◆ Text under study ◆
┄┄┄┄┄┄┄┄┄┄
With the development of microelectromechanical systems (MEMS) and very large-scale integration (VLSI), there is an increasing requirement in the miniaturization and integration of power sources. The reduction in size and power requirement of electronic devices is the major driving force behind the development of all-solid-state thin-film batteries. Applications focus on the improvement of existing consumer and medical products, such as smart cards, sensors, portable electronic devices, as well as on the integration with electronic chips and microelectromechanical systems. With better integration compatibility and electrochemical performance, thin-film lithium ion battery becomes the optimal choice for miniaturization and integration of MEMS and VLSI power.
┄┄┄┄┄┄┄┄┄┄
◆ Extracted records ◆
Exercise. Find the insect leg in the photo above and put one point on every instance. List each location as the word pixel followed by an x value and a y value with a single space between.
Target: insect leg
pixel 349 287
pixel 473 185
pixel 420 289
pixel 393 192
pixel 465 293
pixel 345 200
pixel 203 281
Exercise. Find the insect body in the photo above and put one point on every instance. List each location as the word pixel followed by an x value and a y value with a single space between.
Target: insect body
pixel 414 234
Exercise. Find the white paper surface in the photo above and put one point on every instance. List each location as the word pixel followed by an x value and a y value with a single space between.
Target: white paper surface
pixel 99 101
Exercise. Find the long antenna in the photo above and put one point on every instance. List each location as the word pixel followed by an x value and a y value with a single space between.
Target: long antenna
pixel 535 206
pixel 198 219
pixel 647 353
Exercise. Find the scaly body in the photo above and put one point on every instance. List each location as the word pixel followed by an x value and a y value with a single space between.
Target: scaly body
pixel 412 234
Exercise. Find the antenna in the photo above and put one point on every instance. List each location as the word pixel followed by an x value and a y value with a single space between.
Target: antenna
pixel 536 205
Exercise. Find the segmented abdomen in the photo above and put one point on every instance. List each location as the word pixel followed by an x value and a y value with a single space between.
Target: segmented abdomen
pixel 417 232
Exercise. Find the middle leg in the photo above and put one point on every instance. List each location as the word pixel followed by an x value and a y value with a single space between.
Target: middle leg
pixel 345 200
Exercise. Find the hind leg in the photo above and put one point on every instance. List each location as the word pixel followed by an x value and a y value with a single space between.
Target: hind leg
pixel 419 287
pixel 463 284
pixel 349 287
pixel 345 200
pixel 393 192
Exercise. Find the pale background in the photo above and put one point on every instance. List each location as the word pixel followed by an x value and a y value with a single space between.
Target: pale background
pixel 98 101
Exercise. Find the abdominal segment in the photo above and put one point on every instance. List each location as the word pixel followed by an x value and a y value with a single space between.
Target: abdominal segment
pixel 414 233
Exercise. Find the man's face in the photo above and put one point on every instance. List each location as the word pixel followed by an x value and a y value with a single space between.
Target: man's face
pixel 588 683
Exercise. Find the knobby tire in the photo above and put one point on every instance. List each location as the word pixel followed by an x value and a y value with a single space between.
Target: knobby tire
┄┄┄┄┄┄┄┄┄┄
◆ Tasks to perform ◆
- a) Answer these questions using the passage on thin-film batteries:
(i) What does the passage name as the major driving force behind the development of all-solid-state thin-film batteries?
(ii) Which consumer and medical products does it list as examples?
(iii) According to the passage, what becomes the optimal choice for the miniaturization and integration of MEMS and VLSI power?
- b) Extend the passage on thin-film lithium ion batteries with the paragraph that would follow its final sentence.
The rows are not needed for the work that comes after them.

◆ Answers for the exercise ◆
- a)
(i) The reduction in size and power requirement of electronic devices.
(ii) Smart cards, sensors, and portable electronic devices.
(iii) The thin-film lithium ion battery.

- b)
Electrochemical (EC) capacitors, also called supercapacitors, are a kind of new-style energy-storing sources between conventional capacitors and batteries. They can provide high power densities and unusual cycleability and therefore are urgently needed for a number of technologically important systems. These systems include acceleration power for electric vehicles, electrical regenerative braking storage for electric drive systems, power assist to hybrid vehicles, starting power for fuel cells, pulse power for mobile telecommunication and other electronic devices which require high power to operate. In addition, when EC capacitors are coupled with batteries, they can reduce the peak power requirement, prolong the lifetime and reduce the energy requirement (or the size) of the battery. On the other hand, the big problem for the current supercapacitors such as carbon materials is their low energy density. Therefore, many researchers focus on the composite supercapacitor materials such as carbon-supported RuO_2 in order to increase the energy densities.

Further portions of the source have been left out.